> **Task data**
· · · ·

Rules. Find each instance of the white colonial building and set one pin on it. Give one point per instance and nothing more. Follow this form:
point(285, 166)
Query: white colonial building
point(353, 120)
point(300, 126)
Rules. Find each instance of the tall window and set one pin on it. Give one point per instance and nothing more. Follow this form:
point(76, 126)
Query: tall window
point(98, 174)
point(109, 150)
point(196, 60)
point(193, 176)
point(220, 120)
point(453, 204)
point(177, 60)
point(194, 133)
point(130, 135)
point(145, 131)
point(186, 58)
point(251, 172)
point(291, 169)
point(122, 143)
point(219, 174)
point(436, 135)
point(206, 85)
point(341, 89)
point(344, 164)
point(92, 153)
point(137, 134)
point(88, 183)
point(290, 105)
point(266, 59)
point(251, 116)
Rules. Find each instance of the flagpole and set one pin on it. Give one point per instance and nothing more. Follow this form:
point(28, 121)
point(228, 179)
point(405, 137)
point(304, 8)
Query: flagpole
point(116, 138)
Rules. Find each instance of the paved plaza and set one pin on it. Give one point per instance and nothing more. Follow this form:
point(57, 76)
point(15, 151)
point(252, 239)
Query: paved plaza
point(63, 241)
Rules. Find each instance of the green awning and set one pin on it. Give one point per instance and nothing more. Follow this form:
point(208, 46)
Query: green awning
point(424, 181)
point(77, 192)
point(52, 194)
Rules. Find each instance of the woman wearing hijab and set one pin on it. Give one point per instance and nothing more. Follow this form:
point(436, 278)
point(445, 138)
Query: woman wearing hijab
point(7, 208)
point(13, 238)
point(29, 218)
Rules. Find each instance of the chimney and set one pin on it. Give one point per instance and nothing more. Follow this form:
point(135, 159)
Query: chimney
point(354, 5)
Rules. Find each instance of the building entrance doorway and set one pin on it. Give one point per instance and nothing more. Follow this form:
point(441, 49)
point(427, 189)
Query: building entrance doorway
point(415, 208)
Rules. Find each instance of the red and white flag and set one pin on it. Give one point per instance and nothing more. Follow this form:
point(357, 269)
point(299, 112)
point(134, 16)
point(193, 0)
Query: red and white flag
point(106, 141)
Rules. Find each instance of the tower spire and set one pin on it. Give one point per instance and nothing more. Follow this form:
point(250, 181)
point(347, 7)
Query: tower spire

· · · ·

> **Given request**
Copy all of the lines above word for word, leaving out nothing.

> **Correct output**
Rules. Find each instance of the white colonial building and set one pin on it. Give one point per instance and nothing more. Follow this form:
point(285, 166)
Query: white colonial building
point(353, 120)
point(300, 126)
Rules. Find each instance of the tall window and set one pin on it. Give one point per instance and nothing more. Follow this form:
point(76, 126)
Query: tall window
point(98, 174)
point(109, 150)
point(196, 60)
point(193, 176)
point(220, 120)
point(453, 204)
point(177, 60)
point(194, 133)
point(130, 135)
point(145, 131)
point(186, 58)
point(251, 172)
point(291, 169)
point(122, 143)
point(219, 174)
point(436, 135)
point(206, 85)
point(341, 89)
point(344, 164)
point(92, 153)
point(137, 134)
point(88, 183)
point(290, 105)
point(266, 59)
point(251, 116)
Rules. Find each instance of the flagpole and set one pin on it. Give one point per instance and nothing more. Follow this form:
point(28, 121)
point(228, 179)
point(405, 137)
point(304, 8)
Query: flagpole
point(116, 138)
Rules. Find each instance of the paved plaza and set one pin on it. Give one point per instance and nothing more. Follow this form:
point(57, 76)
point(15, 151)
point(252, 239)
Query: paved plaza
point(63, 241)
Rules. Find each instance of the green awning and set one pin on it. Give one point per instance and nothing more. Follow this form:
point(208, 46)
Query: green awning
point(424, 181)
point(77, 192)
point(52, 194)
Rules. Find each instance of the woman wearing hijab and set one pin on it. Give one point per instance and nothing more. Follow this form:
point(436, 278)
point(445, 138)
Query: woman wearing hijab
point(7, 208)
point(13, 238)
point(29, 218)
Rules. Find each instance of the chimney and set one pin on it. Give one point per instance and nothing more. Follow this form:
point(135, 159)
Query: chimney
point(354, 5)
Rules. Find each instance of the building entrance doorway and set one pin on it. Give one point per instance and nothing more. Follow this form:
point(441, 49)
point(427, 189)
Query: building entrance doorway
point(415, 208)
Rules. Find each instance of the red and white flag and set one pin on it. Give one point per instance and nothing more. Follow this form:
point(357, 269)
point(299, 112)
point(134, 16)
point(193, 0)
Query: red and white flag
point(106, 141)
Rules. Find each instance of the tower spire and set one pin on it. Give one point per instance and nothing more. Follow this form:
point(250, 181)
point(347, 7)
Query: tower spire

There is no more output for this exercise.